▶ [SUPPLIED RECORDS]
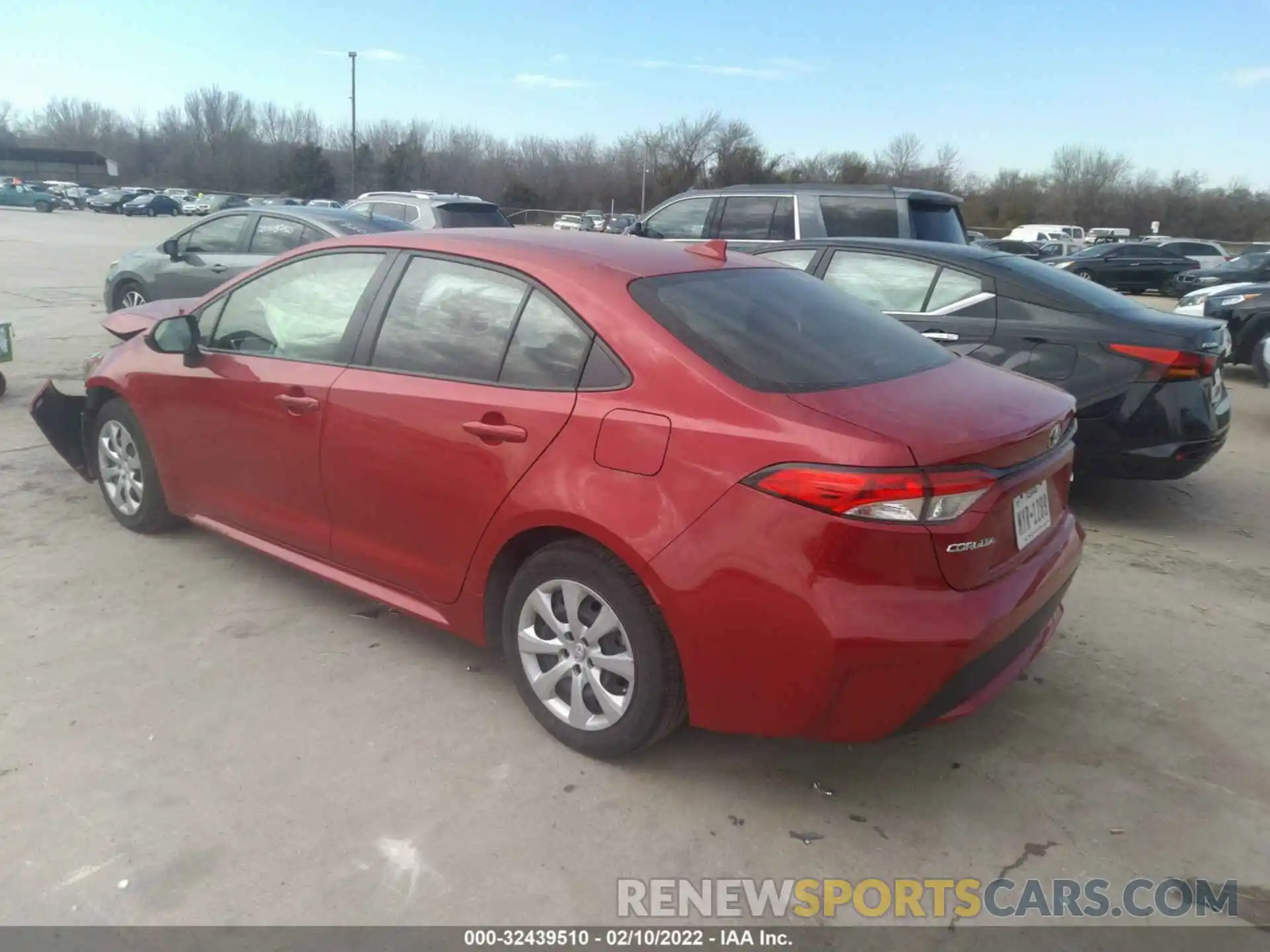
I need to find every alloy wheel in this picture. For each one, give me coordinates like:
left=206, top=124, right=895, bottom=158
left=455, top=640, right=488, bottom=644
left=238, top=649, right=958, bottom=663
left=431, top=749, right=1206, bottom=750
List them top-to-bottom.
left=97, top=420, right=145, bottom=516
left=517, top=579, right=635, bottom=731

▶ [PROBLEM] Rewrite the text lines of the listing above as a JSON list of strings, one string per line, with blank lines skipped and the picture left out.

▶ [EXERCISE SOLUTION]
[
  "I need to find every alloy wheel in this picture. For each one, give me coordinates like:",
  "left=206, top=124, right=895, bottom=158",
  "left=455, top=640, right=488, bottom=644",
  "left=238, top=649, right=958, bottom=663",
  "left=431, top=749, right=1206, bottom=750",
  "List them top-to-bottom.",
  "left=97, top=420, right=145, bottom=516",
  "left=517, top=579, right=635, bottom=731"
]